* begin *

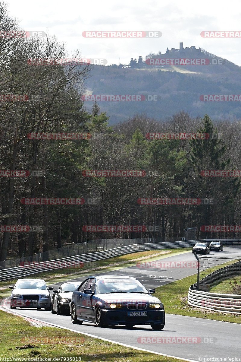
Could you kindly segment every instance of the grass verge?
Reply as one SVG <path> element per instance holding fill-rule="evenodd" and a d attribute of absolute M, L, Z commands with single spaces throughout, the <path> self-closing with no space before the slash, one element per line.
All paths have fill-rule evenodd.
<path fill-rule="evenodd" d="M 207 319 L 241 323 L 241 316 L 198 308 L 188 304 L 188 289 L 197 282 L 197 274 L 159 287 L 154 295 L 164 304 L 166 313 Z"/>
<path fill-rule="evenodd" d="M 181 362 L 177 358 L 137 350 L 66 329 L 35 327 L 20 317 L 1 310 L 0 320 L 2 357 L 48 357 L 51 361 L 55 357 L 69 357 L 69 360 L 75 357 L 89 362 Z"/>

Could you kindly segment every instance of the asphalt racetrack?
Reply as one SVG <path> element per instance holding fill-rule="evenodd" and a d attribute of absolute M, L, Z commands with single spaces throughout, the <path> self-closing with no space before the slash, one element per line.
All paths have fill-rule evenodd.
<path fill-rule="evenodd" d="M 207 256 L 212 256 L 240 257 L 241 247 L 225 247 L 223 252 L 211 252 L 210 254 Z M 178 255 L 162 258 L 160 261 L 183 262 L 193 261 L 195 260 L 191 252 L 189 251 Z M 196 268 L 146 269 L 140 268 L 136 265 L 120 269 L 114 272 L 100 272 L 92 275 L 109 274 L 134 277 L 149 289 L 182 279 L 196 272 Z M 71 281 L 81 282 L 86 278 L 86 277 L 77 278 L 72 279 Z M 51 286 L 53 287 L 54 289 L 58 287 L 57 285 L 51 285 Z M 187 294 L 188 290 L 186 292 Z M 5 308 L 10 310 L 9 303 L 7 301 L 7 299 L 5 300 Z M 2 306 L 4 306 L 3 304 Z M 43 310 L 17 308 L 14 311 L 21 315 L 36 318 L 72 330 L 88 333 L 93 336 L 185 359 L 205 361 L 212 361 L 211 359 L 205 358 L 229 357 L 238 359 L 241 357 L 241 326 L 237 324 L 167 314 L 165 325 L 164 329 L 162 331 L 154 331 L 150 326 L 141 325 L 137 325 L 133 328 L 124 326 L 99 328 L 94 324 L 85 322 L 82 325 L 73 324 L 70 316 L 58 316 Z M 205 313 L 205 310 L 203 310 L 204 314 Z M 241 316 L 240 317 L 241 320 Z M 163 341 L 168 342 L 170 339 L 162 339 L 162 341 L 160 342 L 160 339 L 159 340 L 156 338 L 160 337 L 183 338 L 172 339 L 171 343 L 167 343 L 163 342 Z M 186 338 L 188 337 L 193 337 L 193 339 L 188 340 Z M 195 339 L 195 337 L 197 338 Z M 179 341 L 179 342 L 175 343 L 173 340 Z M 183 342 L 180 343 L 181 340 Z M 190 340 L 192 342 L 187 342 Z M 195 341 L 197 341 L 197 342 L 195 342 Z M 236 361 L 238 360 L 238 359 L 233 360 Z M 241 359 L 239 360 L 241 361 Z"/>

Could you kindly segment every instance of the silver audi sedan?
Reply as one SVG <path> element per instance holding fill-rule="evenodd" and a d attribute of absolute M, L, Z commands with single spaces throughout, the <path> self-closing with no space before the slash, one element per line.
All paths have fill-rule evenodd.
<path fill-rule="evenodd" d="M 9 287 L 11 294 L 10 309 L 30 308 L 46 311 L 51 310 L 51 296 L 50 290 L 43 279 L 18 279 L 15 285 Z"/>

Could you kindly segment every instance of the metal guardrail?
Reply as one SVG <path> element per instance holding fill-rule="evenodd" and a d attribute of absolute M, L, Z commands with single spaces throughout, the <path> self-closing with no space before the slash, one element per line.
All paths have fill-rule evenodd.
<path fill-rule="evenodd" d="M 241 314 L 241 295 L 237 294 L 210 293 L 195 290 L 190 287 L 188 290 L 188 304 L 193 307 Z"/>
<path fill-rule="evenodd" d="M 198 241 L 207 242 L 211 241 L 211 240 L 190 240 L 167 243 L 150 243 L 147 244 L 135 244 L 116 248 L 109 250 L 82 254 L 62 259 L 56 259 L 55 260 L 34 263 L 29 265 L 0 270 L 0 281 L 21 278 L 43 272 L 66 268 L 66 266 L 70 268 L 74 266 L 78 263 L 95 261 L 137 251 L 188 247 L 193 246 L 194 244 Z M 222 240 L 222 241 L 225 246 L 236 245 L 241 245 L 241 240 Z"/>

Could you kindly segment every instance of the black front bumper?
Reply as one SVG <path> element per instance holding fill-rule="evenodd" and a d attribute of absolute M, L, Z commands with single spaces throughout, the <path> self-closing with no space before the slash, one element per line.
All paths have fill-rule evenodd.
<path fill-rule="evenodd" d="M 133 311 L 111 311 L 106 309 L 101 310 L 102 317 L 103 323 L 106 324 L 116 325 L 118 324 L 162 324 L 164 323 L 164 310 L 160 311 L 143 311 L 147 312 L 147 316 L 128 317 L 128 312 Z"/>

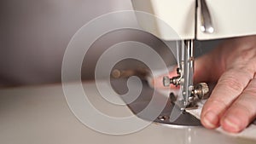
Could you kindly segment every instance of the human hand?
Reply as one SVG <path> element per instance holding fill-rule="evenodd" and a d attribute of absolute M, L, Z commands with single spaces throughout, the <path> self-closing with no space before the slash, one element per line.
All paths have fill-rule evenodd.
<path fill-rule="evenodd" d="M 256 36 L 230 38 L 195 61 L 195 81 L 217 81 L 201 112 L 208 129 L 240 132 L 256 118 Z"/>
<path fill-rule="evenodd" d="M 206 128 L 221 126 L 236 133 L 256 118 L 255 72 L 256 36 L 230 38 L 195 60 L 195 84 L 218 81 L 201 112 Z M 172 72 L 169 75 L 175 74 Z"/>

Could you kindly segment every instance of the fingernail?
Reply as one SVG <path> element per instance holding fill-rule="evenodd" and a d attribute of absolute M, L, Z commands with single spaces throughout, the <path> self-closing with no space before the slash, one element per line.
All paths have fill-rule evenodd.
<path fill-rule="evenodd" d="M 224 125 L 223 125 L 224 130 L 229 132 L 239 132 L 241 130 L 239 124 L 236 124 L 236 122 L 231 121 L 230 119 L 230 118 L 226 118 L 224 120 Z"/>
<path fill-rule="evenodd" d="M 213 129 L 218 123 L 218 116 L 212 112 L 207 112 L 203 118 L 204 125 L 207 128 Z"/>

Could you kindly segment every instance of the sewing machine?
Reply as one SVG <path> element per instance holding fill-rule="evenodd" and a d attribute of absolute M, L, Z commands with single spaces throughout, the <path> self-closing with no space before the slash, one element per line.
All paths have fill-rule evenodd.
<path fill-rule="evenodd" d="M 164 41 L 177 41 L 177 75 L 164 77 L 163 84 L 179 86 L 181 98 L 170 94 L 171 102 L 180 110 L 193 108 L 195 101 L 207 99 L 206 83 L 194 85 L 194 40 L 208 40 L 256 33 L 256 1 L 245 0 L 131 0 L 136 11 L 155 15 L 154 25 L 137 15 L 139 25 Z M 244 8 L 244 9 L 243 9 Z M 159 20 L 178 35 L 168 33 Z M 196 49 L 195 49 L 196 50 Z M 189 124 L 191 122 L 189 122 Z"/>

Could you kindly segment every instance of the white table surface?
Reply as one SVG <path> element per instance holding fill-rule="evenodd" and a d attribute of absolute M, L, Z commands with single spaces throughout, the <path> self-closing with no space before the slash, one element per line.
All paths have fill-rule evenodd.
<path fill-rule="evenodd" d="M 72 83 L 70 84 L 77 84 Z M 90 100 L 105 113 L 131 115 L 126 107 L 116 108 L 98 97 L 91 83 Z M 255 143 L 202 127 L 175 129 L 151 124 L 143 130 L 125 135 L 94 131 L 80 123 L 70 111 L 61 84 L 0 89 L 0 143 L 3 144 L 200 144 Z"/>

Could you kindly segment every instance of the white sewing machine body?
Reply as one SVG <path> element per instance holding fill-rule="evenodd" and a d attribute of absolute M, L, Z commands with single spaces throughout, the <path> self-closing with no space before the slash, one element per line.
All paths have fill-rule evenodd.
<path fill-rule="evenodd" d="M 164 86 L 180 85 L 172 103 L 182 111 L 208 98 L 206 83 L 194 84 L 195 39 L 207 40 L 256 34 L 255 0 L 131 0 L 139 25 L 165 41 L 176 41 L 177 76 L 164 77 Z M 170 31 L 171 30 L 171 31 Z M 173 49 L 173 48 L 172 48 Z M 198 89 L 199 88 L 199 89 Z M 170 95 L 172 93 L 170 94 Z M 173 101 L 172 101 L 173 100 Z"/>
<path fill-rule="evenodd" d="M 200 6 L 196 7 L 196 0 L 131 1 L 135 10 L 156 15 L 181 39 L 207 40 L 256 34 L 255 0 L 206 0 L 214 28 L 212 33 L 203 32 L 201 29 L 201 13 Z M 157 33 L 161 39 L 173 40 L 160 25 L 153 27 L 147 21 L 137 20 L 146 31 Z"/>

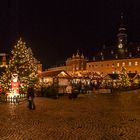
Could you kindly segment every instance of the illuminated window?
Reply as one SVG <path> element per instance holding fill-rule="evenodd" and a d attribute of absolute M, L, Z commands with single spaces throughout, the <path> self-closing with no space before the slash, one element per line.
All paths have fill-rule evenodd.
<path fill-rule="evenodd" d="M 138 62 L 136 61 L 136 62 L 135 62 L 135 66 L 137 66 L 137 65 L 138 65 Z"/>
<path fill-rule="evenodd" d="M 129 62 L 128 65 L 129 65 L 129 66 L 132 66 L 132 62 Z"/>
<path fill-rule="evenodd" d="M 125 62 L 122 63 L 122 66 L 125 66 Z"/>

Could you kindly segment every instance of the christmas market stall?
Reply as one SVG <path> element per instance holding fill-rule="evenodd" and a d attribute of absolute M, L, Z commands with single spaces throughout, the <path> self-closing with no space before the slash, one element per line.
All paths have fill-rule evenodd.
<path fill-rule="evenodd" d="M 44 87 L 55 87 L 58 93 L 65 93 L 71 76 L 64 70 L 44 71 L 40 74 L 40 82 Z"/>

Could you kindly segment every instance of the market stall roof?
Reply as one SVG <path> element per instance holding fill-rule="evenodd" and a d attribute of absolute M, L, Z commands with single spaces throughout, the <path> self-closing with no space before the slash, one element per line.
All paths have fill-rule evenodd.
<path fill-rule="evenodd" d="M 40 74 L 40 76 L 41 77 L 71 78 L 71 76 L 64 70 L 44 71 Z"/>
<path fill-rule="evenodd" d="M 119 80 L 119 74 L 107 74 L 104 78 L 104 80 Z"/>

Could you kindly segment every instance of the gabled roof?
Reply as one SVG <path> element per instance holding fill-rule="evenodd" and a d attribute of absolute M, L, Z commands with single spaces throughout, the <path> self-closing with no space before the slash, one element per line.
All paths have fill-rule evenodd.
<path fill-rule="evenodd" d="M 107 74 L 103 79 L 105 80 L 119 80 L 119 74 Z"/>
<path fill-rule="evenodd" d="M 41 77 L 59 77 L 59 78 L 71 78 L 71 76 L 64 70 L 57 71 L 44 71 L 40 74 Z"/>

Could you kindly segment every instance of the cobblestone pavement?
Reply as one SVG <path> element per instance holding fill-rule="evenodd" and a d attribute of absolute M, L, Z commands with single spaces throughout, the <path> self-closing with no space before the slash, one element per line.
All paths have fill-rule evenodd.
<path fill-rule="evenodd" d="M 0 140 L 140 140 L 140 91 L 0 104 Z"/>

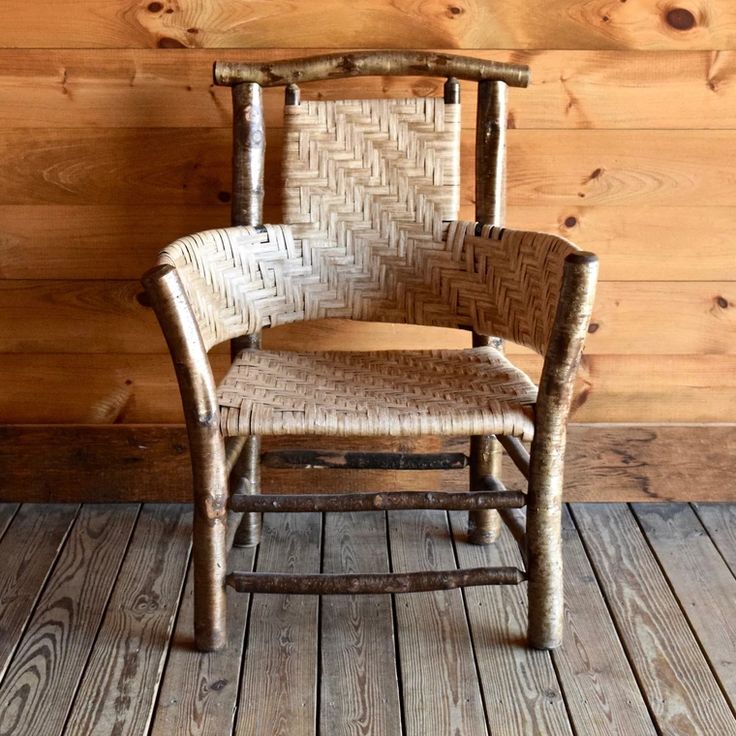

* end *

Exercise description →
Please write out the data again, starting with its first line and going on through the line with "207 319 L 241". Shift every coordinate in the answers up by 3 and leave the pictures out.

Completed task →
Could you kindly segment every instance of the grass verge?
Reply as one SVG <path> element per instance holding fill-rule="evenodd" and a d attribute of absolute M, L, Z commands with single spaces throughout, the <path> self-closing with no space before the slash, one element per line.
All paths have fill-rule evenodd.
<path fill-rule="evenodd" d="M 210 322 L 244 326 L 244 319 L 201 311 L 191 307 L 191 292 L 200 285 L 200 277 L 162 290 L 157 298 L 167 307 L 169 316 Z"/>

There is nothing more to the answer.